Your answer should be the entries below, reproduced character for character.

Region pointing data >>
BEGIN
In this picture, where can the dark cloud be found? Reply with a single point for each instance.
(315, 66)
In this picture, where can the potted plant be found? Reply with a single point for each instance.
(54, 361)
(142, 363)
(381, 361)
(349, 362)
END
Your solution >>
In this picture, where can the dark cloud be found? Reply with a single point for each instance.
(315, 66)
In this picture, where can the potted plant be found? Reply with a single point for each instance.
(54, 361)
(142, 363)
(381, 361)
(349, 362)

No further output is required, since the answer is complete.